> 原文来源
那一日,当队长郭士强带领着自己的兄弟掩面而泣走下球场时,我们心里清楚,辽宁男篮的一个时代结束了,那个曾经在中国篮坛写下无数荣光的金身顷刻间彻底破碎了。怅然中庆幸的是我们终于可以告别那些无谓的忙碌,静静地坐下来去梳理去回味那些曾令我们心动令我们心伤的过去的日子,从黄金时代到白银时代,再到青铜时代,辽篮的大旗倒下了,可辽篮的历史却是完整的,却是值得回味的;因为我们还有明天,我们还有重塑金身的梦想,所以我们必须在对过去日子的梳理中寻找力量。
毫不夸张地说,近二十年中国男子篮球的发展史,就是八一队和辽宁队这两位“中国篮坛”巨人几近白刃般格斗的发展史。他们之间的“血腥”厮杀从某种意义上说,就是中国篮球前进的“助推剂”。职业化前辽宁男篮是中国篮坛当之无愧的一号人物,视夺冠军如探囊取物,1988、1989、1991、1992两度蝉联全国联赛冠军便是力证。八一队撼动辽宁队惟一的办法就是号令“三军”人马毕其功于一役,于是就有了辽宁男篮在全运会上三连亚(包括职业化后)的遗憾。
进入职业化后,集结了全军优势兵力的八一队越发强大,而放走了多员大将的辽宁队也从此失去了撼动“巨人”的本钱。但一人之下、万人之上的万年“老二”光环一直罩着辽宁男篮直到上世纪末。这道光环在跨世纪后,随着辽篮的新老交替,彻底失去了光泽。在每每为保级而挖空心思的三年“困难时期”,辽篮得以裹体的仅剩一块“遮羞布”。

> 数据记录
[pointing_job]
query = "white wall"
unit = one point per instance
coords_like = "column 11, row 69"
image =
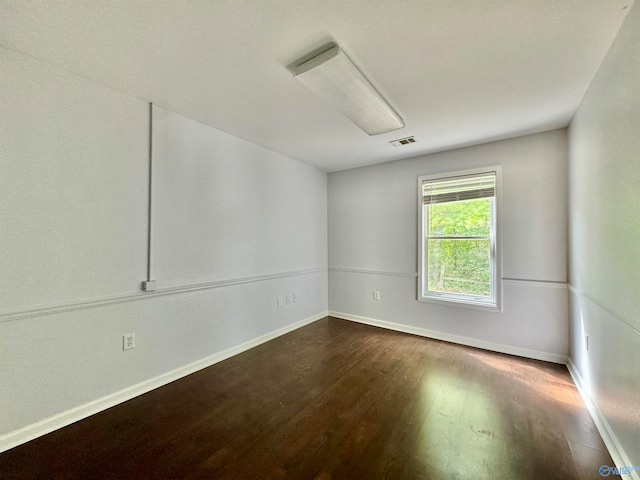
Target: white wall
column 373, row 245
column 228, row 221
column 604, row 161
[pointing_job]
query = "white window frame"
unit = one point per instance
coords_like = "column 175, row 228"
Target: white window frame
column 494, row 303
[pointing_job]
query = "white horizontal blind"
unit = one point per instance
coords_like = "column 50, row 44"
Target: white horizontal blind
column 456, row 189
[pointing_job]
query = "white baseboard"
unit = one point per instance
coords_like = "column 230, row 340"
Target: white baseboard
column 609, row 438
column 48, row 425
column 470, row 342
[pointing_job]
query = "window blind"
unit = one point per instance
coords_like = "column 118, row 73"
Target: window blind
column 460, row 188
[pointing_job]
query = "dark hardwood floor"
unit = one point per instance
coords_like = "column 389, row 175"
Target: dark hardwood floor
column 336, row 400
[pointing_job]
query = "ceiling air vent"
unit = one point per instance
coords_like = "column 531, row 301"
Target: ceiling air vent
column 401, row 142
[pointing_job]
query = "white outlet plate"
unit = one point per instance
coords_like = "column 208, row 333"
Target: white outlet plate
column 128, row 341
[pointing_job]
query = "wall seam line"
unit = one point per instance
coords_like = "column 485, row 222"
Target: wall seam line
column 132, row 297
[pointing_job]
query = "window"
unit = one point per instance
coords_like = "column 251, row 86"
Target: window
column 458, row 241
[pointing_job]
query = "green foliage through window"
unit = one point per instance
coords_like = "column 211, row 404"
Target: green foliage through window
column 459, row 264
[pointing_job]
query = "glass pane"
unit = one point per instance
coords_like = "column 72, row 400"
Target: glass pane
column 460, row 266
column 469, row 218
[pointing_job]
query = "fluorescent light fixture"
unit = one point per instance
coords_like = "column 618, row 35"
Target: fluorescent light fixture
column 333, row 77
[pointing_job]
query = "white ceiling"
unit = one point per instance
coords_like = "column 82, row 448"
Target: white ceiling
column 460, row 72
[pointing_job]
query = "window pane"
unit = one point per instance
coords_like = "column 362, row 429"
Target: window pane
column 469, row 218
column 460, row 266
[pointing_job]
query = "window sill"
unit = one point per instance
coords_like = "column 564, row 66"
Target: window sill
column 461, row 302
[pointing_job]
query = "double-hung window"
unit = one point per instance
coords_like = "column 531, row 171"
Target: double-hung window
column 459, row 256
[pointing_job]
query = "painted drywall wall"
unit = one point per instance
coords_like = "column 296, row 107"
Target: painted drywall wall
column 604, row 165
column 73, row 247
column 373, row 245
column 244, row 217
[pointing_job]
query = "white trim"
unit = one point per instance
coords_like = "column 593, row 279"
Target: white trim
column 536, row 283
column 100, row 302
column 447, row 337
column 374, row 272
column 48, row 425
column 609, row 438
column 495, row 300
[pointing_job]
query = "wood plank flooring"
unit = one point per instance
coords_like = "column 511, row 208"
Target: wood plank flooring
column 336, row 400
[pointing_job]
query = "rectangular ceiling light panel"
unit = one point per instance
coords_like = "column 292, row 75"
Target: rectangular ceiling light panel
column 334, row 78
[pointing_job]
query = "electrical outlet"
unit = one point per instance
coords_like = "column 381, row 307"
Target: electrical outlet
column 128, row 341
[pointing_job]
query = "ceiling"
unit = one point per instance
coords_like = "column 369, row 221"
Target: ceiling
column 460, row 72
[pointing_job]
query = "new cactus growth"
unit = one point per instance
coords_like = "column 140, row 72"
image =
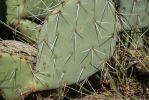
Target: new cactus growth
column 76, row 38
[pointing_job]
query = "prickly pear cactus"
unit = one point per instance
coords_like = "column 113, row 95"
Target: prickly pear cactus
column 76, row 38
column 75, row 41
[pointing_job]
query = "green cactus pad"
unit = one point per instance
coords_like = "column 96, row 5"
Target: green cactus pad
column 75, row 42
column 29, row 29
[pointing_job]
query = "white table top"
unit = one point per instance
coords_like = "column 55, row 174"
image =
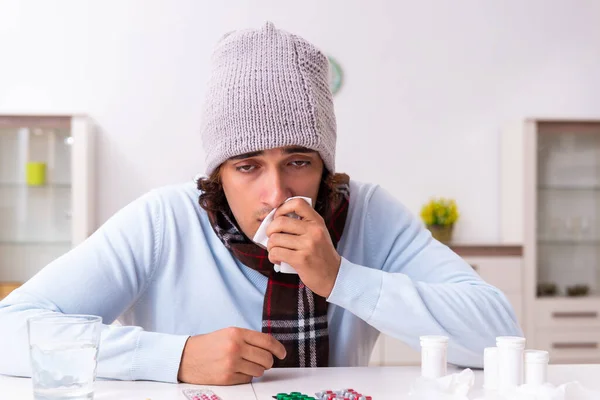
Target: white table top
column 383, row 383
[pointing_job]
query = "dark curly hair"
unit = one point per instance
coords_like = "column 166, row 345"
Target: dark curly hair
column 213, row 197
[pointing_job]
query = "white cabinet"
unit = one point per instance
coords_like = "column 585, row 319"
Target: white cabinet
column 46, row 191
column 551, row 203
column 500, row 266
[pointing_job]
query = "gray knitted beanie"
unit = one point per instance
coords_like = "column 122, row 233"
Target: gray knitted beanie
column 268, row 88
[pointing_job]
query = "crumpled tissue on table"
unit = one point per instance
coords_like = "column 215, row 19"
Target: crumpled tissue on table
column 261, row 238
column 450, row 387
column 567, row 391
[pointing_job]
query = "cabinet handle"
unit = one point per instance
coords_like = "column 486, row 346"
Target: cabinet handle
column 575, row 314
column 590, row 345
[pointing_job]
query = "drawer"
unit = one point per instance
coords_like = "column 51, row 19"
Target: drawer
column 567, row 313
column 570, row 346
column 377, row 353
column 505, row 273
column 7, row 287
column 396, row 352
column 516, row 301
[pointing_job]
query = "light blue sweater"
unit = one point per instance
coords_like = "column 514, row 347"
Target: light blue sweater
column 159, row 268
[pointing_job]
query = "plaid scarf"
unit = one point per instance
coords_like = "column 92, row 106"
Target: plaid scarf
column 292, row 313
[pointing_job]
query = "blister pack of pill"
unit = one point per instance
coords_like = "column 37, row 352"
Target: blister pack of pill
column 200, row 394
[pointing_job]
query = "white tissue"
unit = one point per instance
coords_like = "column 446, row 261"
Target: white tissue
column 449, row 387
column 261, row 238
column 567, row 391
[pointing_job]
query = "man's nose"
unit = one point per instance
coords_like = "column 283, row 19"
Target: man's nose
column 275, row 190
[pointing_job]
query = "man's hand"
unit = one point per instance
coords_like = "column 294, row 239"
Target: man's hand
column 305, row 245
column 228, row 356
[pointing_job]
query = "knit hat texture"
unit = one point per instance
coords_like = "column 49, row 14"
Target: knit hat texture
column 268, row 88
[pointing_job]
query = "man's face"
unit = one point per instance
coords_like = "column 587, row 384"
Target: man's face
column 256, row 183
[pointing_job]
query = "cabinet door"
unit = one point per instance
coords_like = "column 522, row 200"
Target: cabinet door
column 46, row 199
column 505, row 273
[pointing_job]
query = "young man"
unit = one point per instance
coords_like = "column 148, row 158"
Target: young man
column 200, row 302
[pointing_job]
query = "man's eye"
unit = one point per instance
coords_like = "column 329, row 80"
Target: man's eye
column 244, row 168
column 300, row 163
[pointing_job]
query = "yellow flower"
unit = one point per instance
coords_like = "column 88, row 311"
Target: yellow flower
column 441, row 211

...

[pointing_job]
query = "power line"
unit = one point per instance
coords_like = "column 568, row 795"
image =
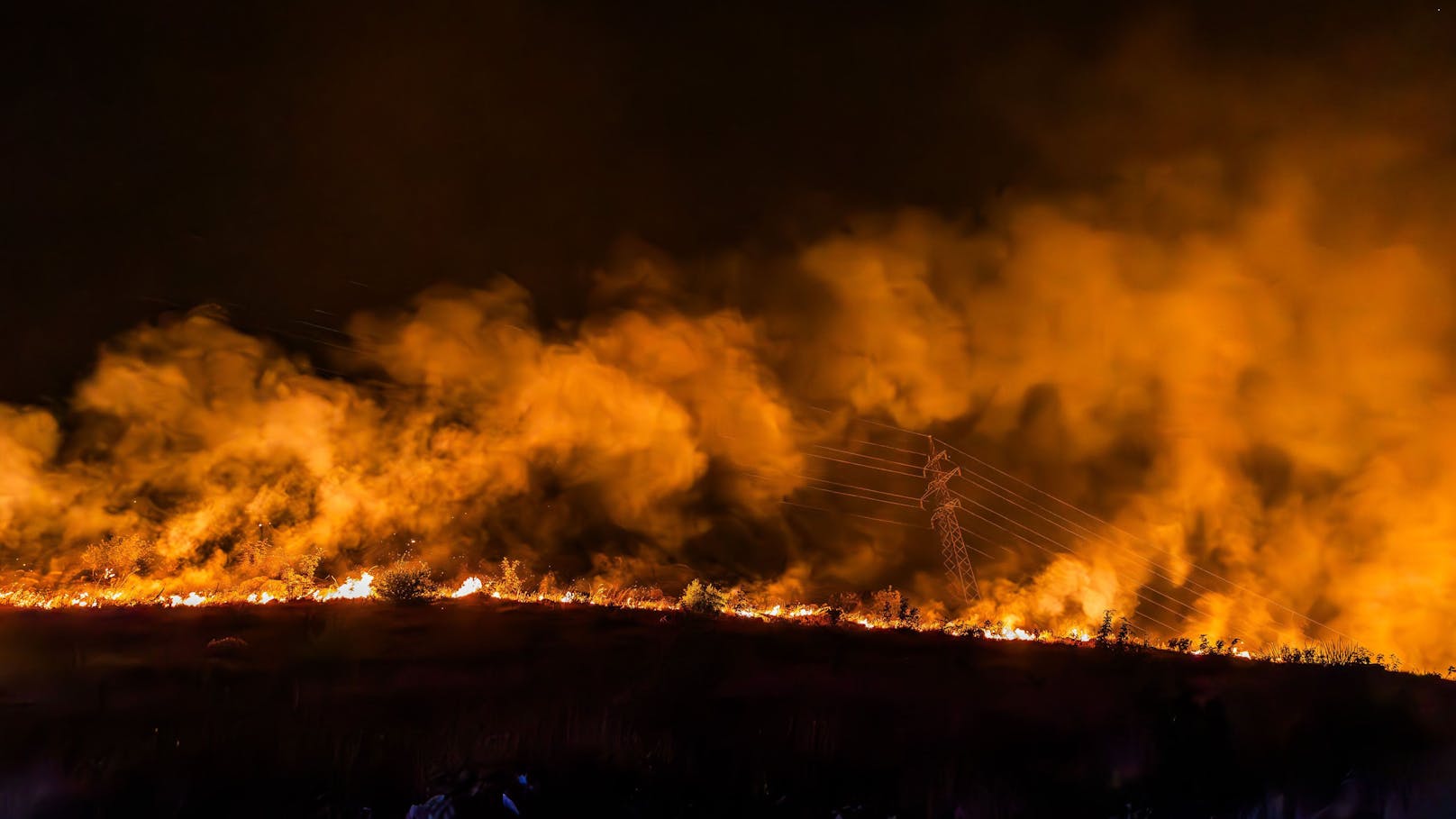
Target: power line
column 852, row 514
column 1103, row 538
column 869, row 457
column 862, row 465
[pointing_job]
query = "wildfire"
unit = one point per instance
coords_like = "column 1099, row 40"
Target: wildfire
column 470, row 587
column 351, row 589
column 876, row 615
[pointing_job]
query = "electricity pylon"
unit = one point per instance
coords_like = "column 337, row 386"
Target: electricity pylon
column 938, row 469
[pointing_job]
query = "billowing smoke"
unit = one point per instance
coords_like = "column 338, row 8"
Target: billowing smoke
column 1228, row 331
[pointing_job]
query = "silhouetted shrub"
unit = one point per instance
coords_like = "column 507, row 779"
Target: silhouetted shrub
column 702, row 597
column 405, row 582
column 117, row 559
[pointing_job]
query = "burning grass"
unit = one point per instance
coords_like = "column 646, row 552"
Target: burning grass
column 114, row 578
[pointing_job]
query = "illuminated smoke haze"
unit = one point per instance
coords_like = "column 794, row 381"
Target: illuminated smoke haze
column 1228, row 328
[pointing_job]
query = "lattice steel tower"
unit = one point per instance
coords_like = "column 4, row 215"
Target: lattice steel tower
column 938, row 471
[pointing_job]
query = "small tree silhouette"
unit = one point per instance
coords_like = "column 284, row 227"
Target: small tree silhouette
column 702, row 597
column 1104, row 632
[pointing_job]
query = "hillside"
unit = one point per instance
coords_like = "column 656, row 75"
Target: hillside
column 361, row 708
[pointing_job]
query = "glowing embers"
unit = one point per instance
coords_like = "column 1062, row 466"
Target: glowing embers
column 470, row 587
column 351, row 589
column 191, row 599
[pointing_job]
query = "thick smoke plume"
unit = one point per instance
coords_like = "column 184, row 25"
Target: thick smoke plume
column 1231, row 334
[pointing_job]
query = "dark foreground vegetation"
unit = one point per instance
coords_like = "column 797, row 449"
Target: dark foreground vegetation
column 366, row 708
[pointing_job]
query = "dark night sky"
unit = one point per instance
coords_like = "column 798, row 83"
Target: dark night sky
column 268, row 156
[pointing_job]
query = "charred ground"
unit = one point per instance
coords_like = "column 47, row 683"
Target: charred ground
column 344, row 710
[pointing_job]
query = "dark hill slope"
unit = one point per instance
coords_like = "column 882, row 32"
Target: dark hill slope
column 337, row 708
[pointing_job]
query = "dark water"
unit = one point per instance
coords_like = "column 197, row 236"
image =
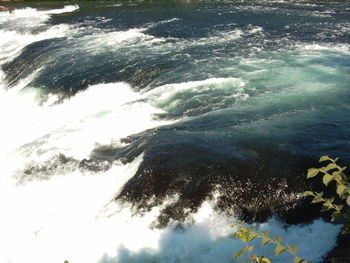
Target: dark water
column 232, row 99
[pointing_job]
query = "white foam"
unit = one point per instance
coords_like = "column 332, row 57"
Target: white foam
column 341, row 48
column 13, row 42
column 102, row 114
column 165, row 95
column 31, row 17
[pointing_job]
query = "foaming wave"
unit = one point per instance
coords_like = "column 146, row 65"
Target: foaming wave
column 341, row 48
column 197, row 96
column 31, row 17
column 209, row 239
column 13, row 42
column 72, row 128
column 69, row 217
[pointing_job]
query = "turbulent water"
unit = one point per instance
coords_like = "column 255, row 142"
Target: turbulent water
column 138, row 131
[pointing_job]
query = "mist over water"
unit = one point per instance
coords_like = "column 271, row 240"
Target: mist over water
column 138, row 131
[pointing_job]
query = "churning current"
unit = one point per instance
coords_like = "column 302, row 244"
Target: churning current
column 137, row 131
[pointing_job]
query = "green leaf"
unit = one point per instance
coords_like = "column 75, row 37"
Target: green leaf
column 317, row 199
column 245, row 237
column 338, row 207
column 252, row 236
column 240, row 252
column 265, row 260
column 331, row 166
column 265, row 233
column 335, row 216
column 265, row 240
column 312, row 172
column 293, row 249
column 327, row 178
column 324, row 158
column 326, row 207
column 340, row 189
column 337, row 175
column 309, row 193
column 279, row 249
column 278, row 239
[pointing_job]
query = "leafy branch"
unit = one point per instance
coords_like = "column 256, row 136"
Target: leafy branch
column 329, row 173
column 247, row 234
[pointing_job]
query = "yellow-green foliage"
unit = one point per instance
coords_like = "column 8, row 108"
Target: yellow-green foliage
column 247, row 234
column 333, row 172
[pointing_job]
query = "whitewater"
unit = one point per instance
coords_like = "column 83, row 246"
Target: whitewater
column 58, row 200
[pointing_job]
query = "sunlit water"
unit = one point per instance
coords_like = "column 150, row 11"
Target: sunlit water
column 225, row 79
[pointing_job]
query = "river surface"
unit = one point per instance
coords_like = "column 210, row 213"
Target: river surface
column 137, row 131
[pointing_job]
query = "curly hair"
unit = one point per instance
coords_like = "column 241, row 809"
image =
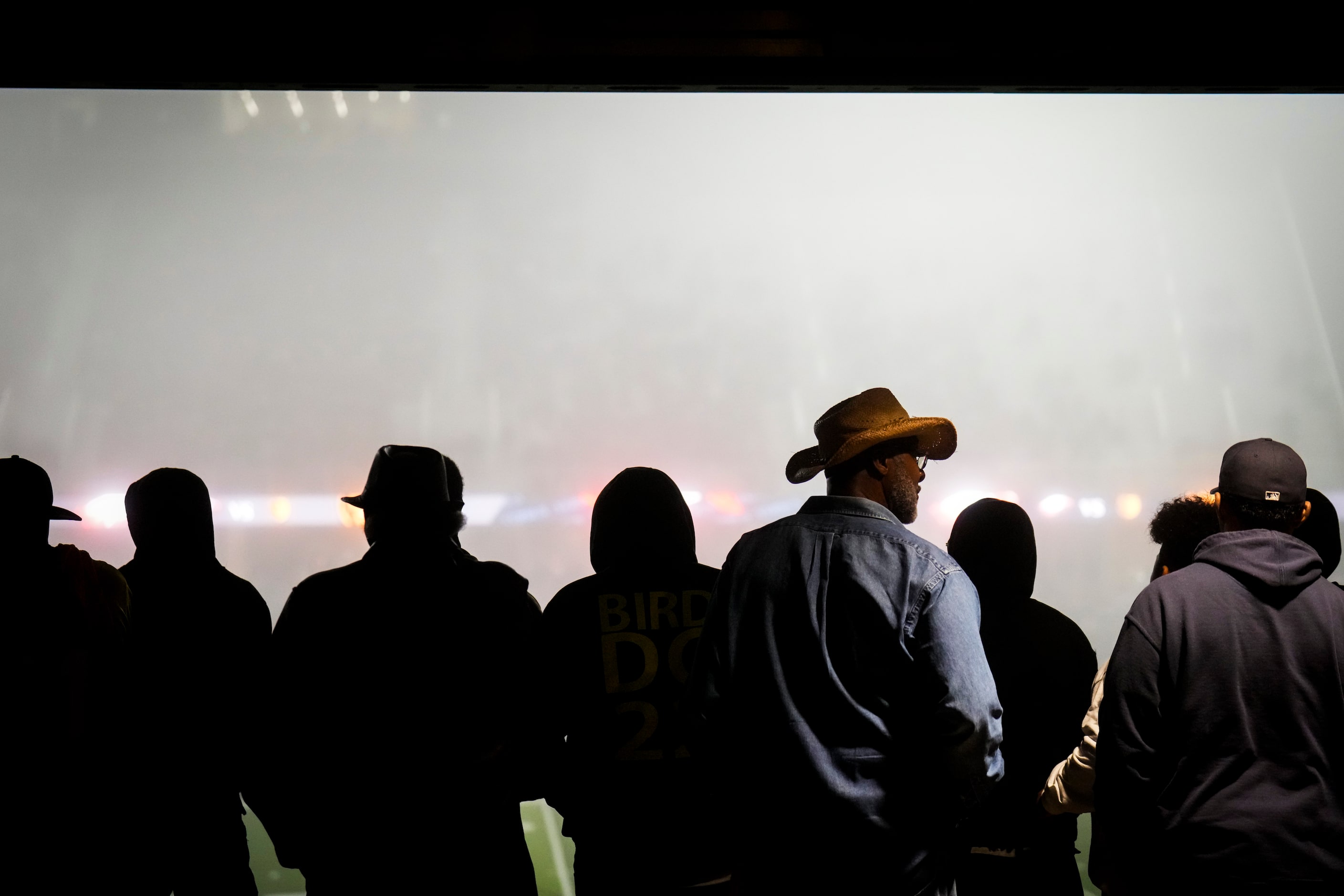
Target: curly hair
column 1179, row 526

> 任务要求
1. 列出上方关于辽宁男篮的文章中提到的辽宁男篮夺得全国联赛冠军的全部年份。
2. 接着写上方关于辽宁男篮的文章，从它的最后一句之后写起。

> 练习答案
1. 1988年、1989年、1991年、1992年

2.
忍啊,扛啊,勒紧了裤腰带,终于熬过了这三年。看着一班生龙活虎的后生和历年来最好的外援,原本又可以“光宗耀祖”了,却不承想,在2004年2月17日这一天,北京队剥去了最后一丝尊严。
黄金时代 那时笑得像个孩子
建国以来,辽宁男篮就是老牌强队,一直是全国前几名的水平。但真正突飞猛进还是从上世纪80年代中前期开始的。
当时辽宁队的助教是蒋兴权,老国手沙国力在队中担纲。这支队伍1984年在沈阳举办的那届全国锦标赛中,由于年轻经验不足,预赛中赢了有所保留的江苏队30多分,而在决赛却以一分的差距负于对手。当时江苏队的领军人物就是现任中国女篮主教练宫鲁鸣。
虽然未能在家门口为自己赢得冠军,但这支年轻的辽宁军团人员之齐整仍使整个篮坛为之一振。这支队伍中的李春江、张学雷、李戈、吴庆龙以及后来的王治单、吴乃群、李晓勇几乎占据了国家男篮的半壁江山。最可贵也最令他人眼馋的是那些没有进入国家队的队员同样非常优秀,与队中的国手比实力上也并无多大差距。
去年去新疆采访,曾与蒋指导谈到他当时带的辽宁队和现在的这支队伍。蒋指导说:“当时那支队伍在国内确实应该是最好的,每个位置上的人水平都差不多,因此大伙劲头也足,打球也都有个目标,并且队员思想也比较单纯,不像现在的一些小孩,分心、分神的事都不少,带起来难度比以前大多了。”
吴庆龙是篮球职业化后担任辽篮主帅年头最长的一任主帅,记者请他谈谈对辽宁队降级的看法时,他却顾左右而言他,讲起了一段段当球员时的往事,有辛酸也有甜蜜。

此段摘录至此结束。